Directives
• A. Please repeat the timeshare thread word for word, beginning at the words "You paid about" and stopping after "year going forward.".
• B. Write the next part of the timeshare thread, picking up after its last sentence.

Did I get a good deal from the developer? 25000 points for 29k? should I rescind? I’m aware I can buy resale and one thing I’ve read that is that resale points can’t be applied to elite. Does anyone have elite, elite plus or elite premier and are happy with the perks offered?

Thanks in advance.


----------



## RX8 (Jun 1, 2021)

When did you purchase?  You only get a few days to rescind. If you are within the timeframe, Rescind!  

You paid about $24,000 too much. A platinum 7,000 point deed is recommended for most people. The advantage of that is you would be paying the same maintenance fee with the 7,000 points as you would with the gold 5,000 points yet you get 2,000 more points. You could purchase 7,000 points on the resale market for less than $7,000, a savings of $22,000 plus you get 2,000 more points, this year and every year going forward.

Records

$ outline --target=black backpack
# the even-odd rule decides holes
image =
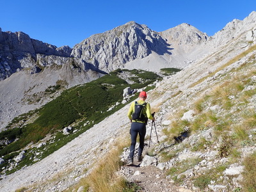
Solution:
[[[143,110],[147,106],[147,103],[145,102],[142,104],[138,103],[137,101],[135,101],[134,105],[134,113],[132,113],[132,118],[134,120],[139,120],[139,121],[146,121],[147,120],[147,116],[143,114]]]

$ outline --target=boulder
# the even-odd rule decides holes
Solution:
[[[238,175],[243,172],[244,168],[244,166],[238,166],[237,164],[233,164],[224,171],[224,174],[228,176]]]
[[[67,127],[65,127],[63,129],[63,134],[67,135],[70,133],[71,130],[72,129],[72,127],[68,126]]]
[[[131,87],[127,87],[124,90],[123,97],[125,97],[126,96],[132,93]]]
[[[0,158],[0,164],[4,163],[4,162],[5,162],[5,161],[4,161],[4,159]]]
[[[156,165],[157,164],[157,158],[155,157],[150,157],[149,156],[145,156],[142,160],[142,162],[140,166],[147,166],[151,164]]]
[[[195,114],[195,111],[193,110],[189,110],[186,112],[183,116],[181,118],[182,120],[188,120],[190,121],[193,119],[193,115]]]
[[[26,154],[26,152],[22,150],[19,154],[19,156],[17,156],[13,158],[13,160],[15,161],[17,163],[21,161],[24,158],[26,157],[25,154]]]

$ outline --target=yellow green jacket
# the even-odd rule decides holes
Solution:
[[[143,104],[145,103],[144,100],[138,100],[137,102],[140,104]],[[130,106],[130,108],[129,109],[127,116],[130,120],[132,120],[132,115],[134,112],[135,110],[135,102],[132,102]],[[153,120],[153,116],[151,115],[150,111],[150,105],[149,103],[147,103],[146,105],[146,110],[143,110],[143,114],[147,116],[148,119]],[[141,122],[139,120],[132,120],[133,122],[139,122],[139,123],[145,123],[145,122]]]

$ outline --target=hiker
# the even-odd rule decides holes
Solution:
[[[155,118],[151,114],[150,105],[149,103],[145,102],[146,99],[147,93],[145,92],[140,92],[138,100],[131,104],[127,113],[127,116],[132,123],[130,129],[131,143],[127,165],[133,164],[133,156],[134,154],[138,133],[140,136],[138,161],[142,161],[141,154],[144,148],[144,139],[146,134],[147,119],[148,118],[153,121],[155,120]]]

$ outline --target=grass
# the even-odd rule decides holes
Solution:
[[[175,74],[178,72],[180,72],[181,69],[177,68],[163,68],[160,69],[160,72],[164,75],[172,75]]]
[[[87,190],[90,188],[95,192],[129,192],[140,189],[137,184],[129,183],[115,173],[122,165],[120,157],[118,157],[121,155],[123,148],[129,143],[129,140],[119,141],[99,161],[96,168],[85,179],[80,180],[76,189],[84,186]]]
[[[244,170],[243,173],[244,191],[256,191],[256,152],[246,157],[243,164],[244,165]]]
[[[237,61],[241,59],[242,58],[244,57],[245,56],[246,56],[248,54],[249,54],[250,52],[253,51],[254,50],[256,49],[256,45],[253,45],[252,47],[250,47],[248,49],[247,49],[246,51],[244,51],[243,52],[241,53],[240,54],[237,55],[237,56],[233,58],[232,59],[231,59],[230,60],[229,60],[227,63],[226,63],[225,64],[221,65],[221,67],[218,67],[214,72],[211,73],[211,74],[201,78],[200,80],[198,80],[197,82],[194,83],[193,84],[192,84],[189,87],[192,88],[195,86],[196,85],[201,83],[202,82],[203,82],[204,80],[205,80],[207,78],[209,77],[212,77],[214,76],[217,72],[223,70],[225,68],[228,67],[229,65],[230,65],[231,64],[234,63],[236,61]]]
[[[52,138],[55,136],[55,139],[52,140],[51,143],[48,143],[42,150],[43,154],[40,157],[44,158],[124,107],[125,104],[121,104],[108,111],[108,109],[115,105],[116,102],[122,102],[125,88],[141,88],[160,78],[153,72],[134,70],[132,72],[140,76],[138,79],[141,79],[140,83],[129,84],[117,76],[122,72],[118,70],[86,84],[67,90],[41,109],[15,118],[8,125],[8,129],[0,133],[0,138],[19,140],[10,145],[0,146],[0,156],[3,156],[3,159],[6,160],[5,156],[8,154],[19,150],[29,143],[36,143],[50,134]],[[52,87],[49,90],[51,92],[57,88]],[[150,88],[154,88],[154,86],[147,87],[147,90]],[[137,95],[134,99],[138,97]],[[29,122],[29,118],[35,114],[37,115],[37,118],[33,122],[20,125],[20,122]],[[88,123],[84,125],[86,122]],[[61,130],[70,125],[72,125],[73,130],[77,131],[70,135],[63,135]],[[30,164],[33,163],[31,160],[26,163]]]

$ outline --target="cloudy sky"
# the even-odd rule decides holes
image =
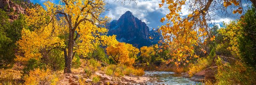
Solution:
[[[34,3],[38,3],[41,5],[47,0],[30,0]],[[135,17],[146,23],[151,29],[152,28],[157,28],[158,26],[165,24],[160,22],[160,21],[162,17],[169,13],[168,9],[163,7],[159,8],[158,4],[161,3],[161,0],[136,0],[135,2],[126,2],[125,3],[122,3],[120,1],[108,0],[109,5],[108,8],[109,8],[109,11],[106,11],[105,14],[111,17],[112,20],[118,20],[126,11],[130,11]],[[52,0],[51,1],[57,3],[59,0]],[[244,10],[248,7],[251,7],[251,3],[247,0],[244,1],[242,3]],[[187,6],[183,6],[182,10],[183,15],[186,16],[189,13],[186,10],[188,7]],[[212,22],[215,23],[215,24],[218,25],[220,24],[221,26],[223,22],[227,23],[230,20],[235,20],[241,16],[240,14],[233,14],[232,11],[228,8],[226,12],[225,13],[230,14],[225,16],[215,16],[214,20]]]

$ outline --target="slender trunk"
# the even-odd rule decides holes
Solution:
[[[253,6],[256,8],[256,0],[250,0],[252,3],[253,3]]]
[[[73,57],[73,47],[74,47],[74,31],[72,29],[70,29],[68,45],[67,48],[67,55],[65,58],[64,73],[71,73],[71,64],[72,57]]]

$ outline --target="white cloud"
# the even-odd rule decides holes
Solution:
[[[221,23],[222,22],[224,22],[225,23],[229,23],[230,21],[234,20],[233,20],[229,18],[220,18],[218,19],[215,19],[211,20],[212,23]]]
[[[161,3],[160,0],[140,0],[136,2],[137,4],[134,2],[131,2],[130,4],[124,4],[121,2],[110,1],[111,9],[107,15],[111,17],[112,20],[117,20],[126,11],[130,11],[135,17],[148,24],[150,22],[146,17],[149,13],[155,12],[163,14],[167,13],[168,11],[165,10],[164,8],[159,8],[158,4]]]
[[[220,25],[220,24],[219,23],[217,23],[215,25],[215,26],[216,26],[218,27],[218,28],[221,28],[221,25]]]

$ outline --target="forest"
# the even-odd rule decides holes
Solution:
[[[0,8],[0,85],[173,84],[147,74],[157,71],[186,85],[256,84],[254,0],[248,8],[242,0],[162,0],[163,39],[140,48],[107,35],[108,0],[10,1],[25,12]],[[212,14],[227,10],[238,19],[215,25]]]

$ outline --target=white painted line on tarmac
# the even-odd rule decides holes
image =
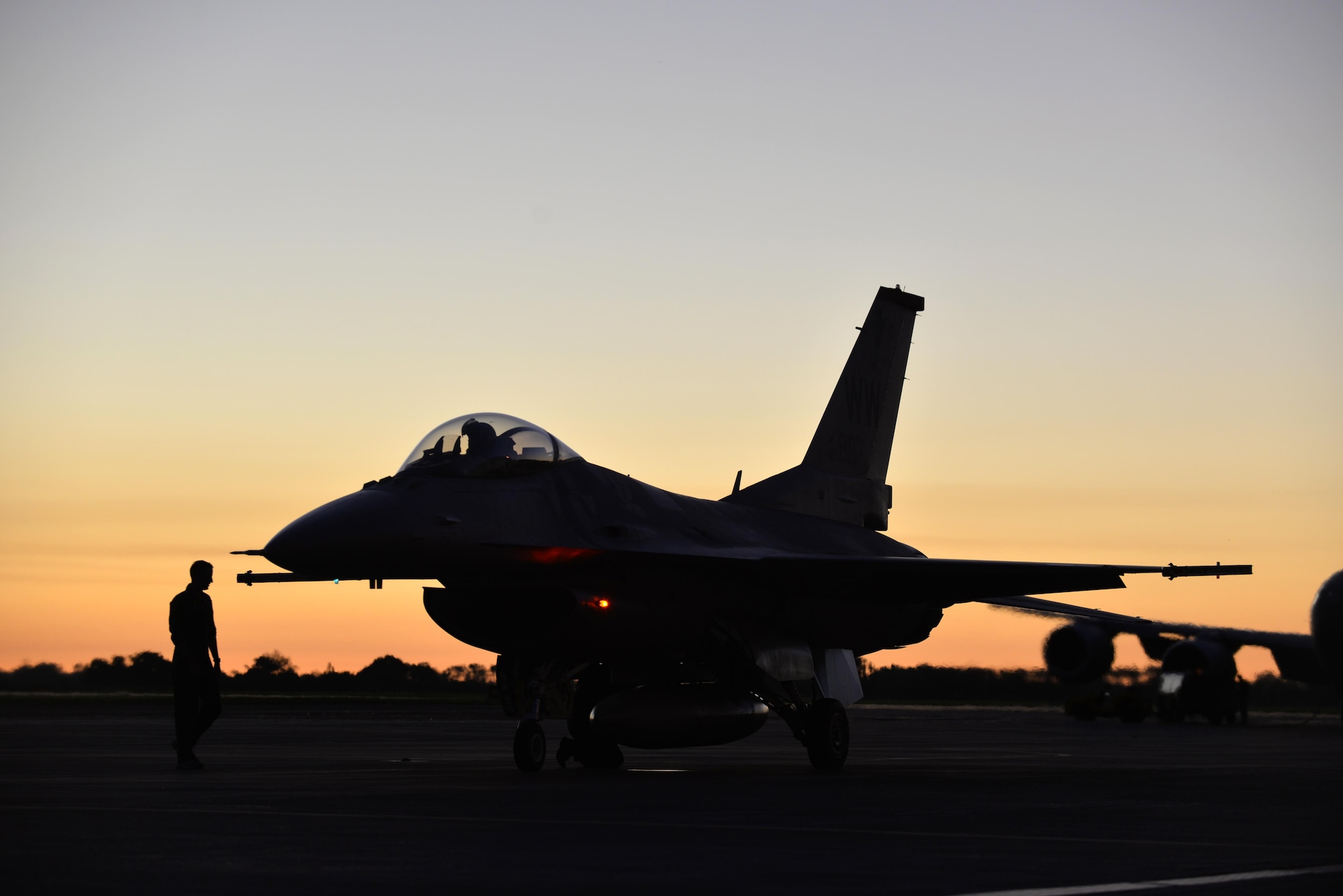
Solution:
[[[1119,884],[1082,884],[1080,887],[1031,887],[1027,889],[992,889],[958,896],[1084,896],[1085,893],[1131,893],[1138,889],[1167,889],[1170,887],[1211,887],[1249,880],[1279,880],[1304,875],[1338,875],[1343,865],[1316,865],[1315,868],[1284,868],[1279,871],[1246,871],[1237,875],[1207,875],[1205,877],[1167,877],[1164,880],[1135,880]]]

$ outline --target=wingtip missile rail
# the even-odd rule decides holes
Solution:
[[[1249,563],[1242,563],[1240,566],[1222,566],[1218,561],[1214,566],[1170,566],[1162,567],[1162,575],[1166,578],[1185,578],[1187,575],[1215,575],[1222,578],[1223,575],[1253,575],[1254,567]]]

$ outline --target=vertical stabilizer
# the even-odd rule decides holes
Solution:
[[[905,385],[909,339],[923,296],[881,287],[849,362],[811,437],[804,464],[839,476],[886,482]]]
[[[723,500],[884,530],[886,467],[921,295],[881,287],[802,463]]]

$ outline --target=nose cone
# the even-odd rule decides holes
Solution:
[[[1311,606],[1311,637],[1320,659],[1343,684],[1343,570],[1320,585]]]
[[[396,578],[423,549],[400,495],[365,488],[309,511],[265,547],[271,563],[324,578]]]

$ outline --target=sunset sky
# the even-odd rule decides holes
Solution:
[[[1339,3],[7,0],[0,668],[171,652],[196,558],[224,668],[490,661],[431,582],[248,589],[228,551],[482,410],[719,498],[800,460],[897,283],[889,535],[1254,563],[1074,600],[1307,630],[1340,44]],[[870,659],[1038,667],[1050,628],[956,606]]]

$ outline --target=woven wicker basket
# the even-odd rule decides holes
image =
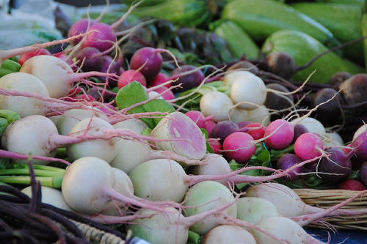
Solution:
[[[314,189],[294,189],[307,204],[326,208],[352,197],[359,191],[347,190],[317,190]],[[350,210],[367,208],[367,195],[354,200],[342,208]],[[330,226],[330,225],[332,226]],[[367,230],[367,214],[350,216],[338,216],[327,219],[326,222],[317,222],[308,225],[323,229],[344,229]]]

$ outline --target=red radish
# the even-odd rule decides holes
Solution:
[[[254,139],[260,139],[264,137],[266,127],[258,123],[251,123],[245,126],[241,130],[249,134]]]
[[[69,28],[68,37],[70,38],[75,36],[85,33],[88,30],[88,27],[97,23],[97,21],[90,19],[81,19],[73,24]],[[74,39],[71,42],[73,45],[76,45],[80,42],[82,38]]]
[[[119,88],[121,88],[134,80],[143,86],[146,86],[146,80],[143,74],[139,70],[133,69],[127,70],[121,73],[118,80],[117,86]]]
[[[234,132],[227,136],[223,142],[223,151],[230,160],[239,164],[248,162],[255,154],[256,146],[254,138],[245,132]]]
[[[24,62],[34,56],[51,55],[50,51],[45,48],[40,48],[39,49],[36,49],[27,53],[21,54],[18,59],[18,63],[19,63],[20,65],[23,65]]]
[[[294,152],[303,160],[312,159],[321,155],[323,150],[322,140],[313,133],[304,133],[294,142]]]
[[[102,54],[94,47],[85,47],[78,50],[75,58],[83,71],[98,71],[102,65]]]
[[[344,180],[338,185],[338,189],[349,190],[364,190],[365,186],[360,182],[354,179]]]
[[[285,148],[292,143],[294,136],[294,126],[283,119],[272,121],[264,133],[266,146],[275,150]]]
[[[167,83],[167,82],[171,80],[171,78],[168,75],[163,73],[159,73],[153,79],[148,81],[148,86],[149,87],[153,87],[161,84],[166,83],[164,86],[167,88],[169,88],[172,86],[172,84],[170,83]]]

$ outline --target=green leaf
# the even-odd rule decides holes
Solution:
[[[144,87],[134,80],[119,90],[116,95],[116,102],[119,109],[123,109],[147,99],[148,95]],[[143,105],[140,105],[128,112],[134,113],[145,111]]]
[[[156,99],[149,101],[148,103],[143,105],[143,108],[147,112],[162,112],[162,113],[172,113],[175,111],[175,108],[171,104],[167,102],[165,100],[163,99]],[[162,117],[164,116],[163,114],[157,114],[157,118],[152,118],[148,119],[151,120],[149,124],[151,124],[153,127],[161,121]]]

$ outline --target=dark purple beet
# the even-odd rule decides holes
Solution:
[[[96,30],[85,37],[82,47],[94,47],[101,52],[109,49],[115,45],[117,40],[114,30],[104,23],[97,23],[92,25],[88,31]]]
[[[290,167],[302,162],[302,160],[293,153],[285,153],[280,157],[277,162],[277,168],[286,170]],[[289,172],[288,175],[283,178],[288,181],[293,181],[301,178],[303,171],[303,167],[298,167]]]
[[[329,99],[331,100],[320,105],[315,112],[317,119],[323,123],[328,124],[337,121],[336,119],[341,114],[341,98],[335,89],[327,88],[319,90],[312,96],[312,105],[314,107]]]
[[[69,29],[67,36],[68,37],[74,37],[79,34],[86,32],[88,27],[92,25],[97,23],[95,19],[82,19],[73,24]],[[74,39],[71,41],[73,45],[79,43],[82,38]]]
[[[162,69],[163,58],[160,53],[162,50],[150,47],[142,47],[137,50],[130,60],[130,68],[140,71],[147,80],[153,79]]]
[[[229,120],[220,121],[215,125],[211,131],[210,137],[213,138],[219,139],[221,143],[228,135],[237,131],[240,128],[235,123]]]
[[[175,88],[172,91],[175,93],[181,93],[196,87],[204,78],[203,71],[193,65],[183,65],[176,68],[171,73],[171,79],[174,80],[172,85],[181,84],[181,87]]]
[[[322,158],[317,167],[317,175],[326,182],[337,182],[346,178],[352,169],[350,155],[340,149],[329,148],[325,150],[329,154]]]
[[[102,55],[95,47],[85,47],[79,50],[75,56],[78,61],[77,65],[82,65],[84,72],[95,71],[100,70],[102,64]]]

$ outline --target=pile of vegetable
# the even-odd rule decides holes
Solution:
[[[323,243],[304,227],[365,215],[343,207],[367,192],[363,32],[314,4],[146,0],[0,51],[1,236],[86,243],[71,219],[153,244]],[[295,188],[359,191],[324,209]]]

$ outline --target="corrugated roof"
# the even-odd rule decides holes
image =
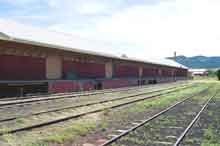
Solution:
[[[111,50],[112,48],[111,46],[102,44],[97,41],[82,39],[78,36],[66,33],[35,28],[5,19],[0,19],[0,39],[52,47],[91,55],[98,55],[108,58],[186,68],[185,66],[168,59],[141,60],[136,58],[123,58],[101,51],[97,52],[97,50],[102,50],[103,48]]]

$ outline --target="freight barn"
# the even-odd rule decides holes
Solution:
[[[57,93],[184,80],[187,68],[96,53],[88,40],[0,20],[0,94]]]

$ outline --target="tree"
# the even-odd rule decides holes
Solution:
[[[220,69],[217,70],[217,77],[218,77],[218,80],[220,80]]]

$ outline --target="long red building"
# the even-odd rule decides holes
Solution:
[[[176,62],[152,62],[92,50],[71,35],[0,19],[0,95],[118,88],[183,80]],[[100,47],[100,46],[99,46]]]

Final results
• A.
You paid about $24,000 too much. A platinum 7,000 point deed is recommended for most people. The advantage of that is you would be paying the same maintenance fee with the 7,000 points as you would with the gold 5,000 points yet you get 2,000 more points. You could purchase 7,000 points on the resale market for less than $7,000, a savings of $22,000 plus you get 2,000 more points, this year and every year going forward.

• B.
You are correct that resale doesn’t qualify for elite. However, are you going to buy 14,000 points from HGVC direct to qualify for elite?  That would cost you at least $75,000.  Even the elite will tell you the perks aren’t worth the money. Other than that, resale is treated the same as direct purchasers. 

Congrats for doing research while you can. Many, including some here on TUG, purchase direct from the developer before finding out about resale.


----------



## dayooper (Jun 1, 2021)

@Superdesi Rescind now if you can. You are way overpaying. Here is a screenshot of the listings at a well know Timeshare Marketplace site. These are all Sea World Deeds. You can pick up a 2 bedroom platinum for less than a 6th of what you are paying. The bonus points are only good for a couple of years and really aren't worth that much.





The deals can be better at the TUG marketplace than this one.

FYI- The $1000 platinum 2 bedroom is a pending sale right now.

Mods, if this breaks forum rules, I'm sorry. I tried to remove any indication of where this is from.


----------



## Superdesi (Jun 1, 2021)

RX8 said:


> When did you purchase?  You only get a few days to rescind. If you are within the timeframe, Rescind!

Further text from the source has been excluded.